• Document passage

━━━━━━━━━━

Saturday, May 16, 2020

Ologies and ersatz ologies.

Getting real

Ology comes from the Greek word meaning to study. We have a wide variety of ologies: things we can measure.  All matter can, of course, be measured because of a simple fact—matter has measurable properties. Thus science properly concerns itself with such areas of study as biology, meteorology, physiology, geology, cosmology, etc., all of that, and more are accepted as legitimate science, and anything objective is continuously changing. 


Some times these changes are subtle (as in the case of quantum changes), and other times they are sudden and undeniable (as in the case of a hurricane). But whether we can detect and measure such changes does not alter the fact: matter changes. Little disagreement arises over that issue unless a person stays locked into egotistically vested interests or remains in a state of denial and refuses to accept clear scientific givens. 


There are, and have been times, when politics, vested interests, and other biases have dominated scientific evidence.  Such was the case before Galileo, while humans insisted that the earth was the center of the universe and believed it was flat. It applies now when people (for vested political reasons) refuse to acknowledge that we affect environmental conditions, or more immediately when we refuse to accept the evidence that we can throw caution to the wind, not wear proper protection and avoid becoming infected by a virus we can’t see.


The question is, can something imperceptible, immeasurable and unchanging properly be an ology? If I were to write the sentence, “I see myself,” according to grammatical construction, “I” would be the subject, “see” the verb and “myself,” the object I see. But if we should flip that sentence around so that it reads, “Myself sees I,” we would agree over the absurdity of the statement and properly ask how can an object (the measurable me) possess consciousness? It is assumed that while a subject (the immeasurable me) is conscious, my skin and bones are not, without the union of subject and object.

━━━━━━━━━━

• Material provided
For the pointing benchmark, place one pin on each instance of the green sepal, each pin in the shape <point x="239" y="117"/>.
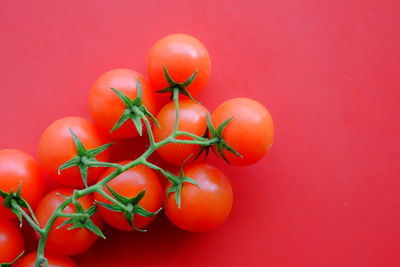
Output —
<point x="12" y="197"/>
<point x="8" y="264"/>
<point x="130" y="207"/>
<point x="83" y="221"/>
<point x="221" y="144"/>
<point x="84" y="157"/>
<point x="177" y="184"/>
<point x="112" y="207"/>
<point x="95" y="151"/>
<point x="175" y="85"/>
<point x="134" y="110"/>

━━━━━━━━━━

• Exercise tasks
[1] From the passage on ologies, copy word for word the part starting at "Some times these" and ending at "clear scientific givens.".
[2] According to the passage on ologies, where does the word "ology" come from?
[3] Does each statement below agree with the passage on ologies? Answer yes or no for each, quoting the words from the passage that decide it.
(a) A hurricane is given as an example of a sudden change.
(b) Before Galileo, people believed the earth was round.
(c) In the sentence "I see myself," the word "I" is the object.
Rely only on the passage on ologies, not on the data or outside knowledge.

• Responses by task
[1]
Some times these changes are subtle (as in the case of quantum changes), and other times they are sudden and undeniable (as in the case of a hurricane). But whether we can detect and measure such changes does not alter the fact: matter changes. Little disagreement arises over that issue unless a person stays locked into egotistically vested interests or remains in a state of denial and refuses to accept clear scientific givens.

[2] It comes from the Greek word meaning to study.

[3]
(a) Yes: "other times they are sudden and undeniable (as in the case of a hurricane)"
(b) No: "humans insisted that the earth was the center of the universe and believed it was flat"
(c) No: "“I” would be the subject"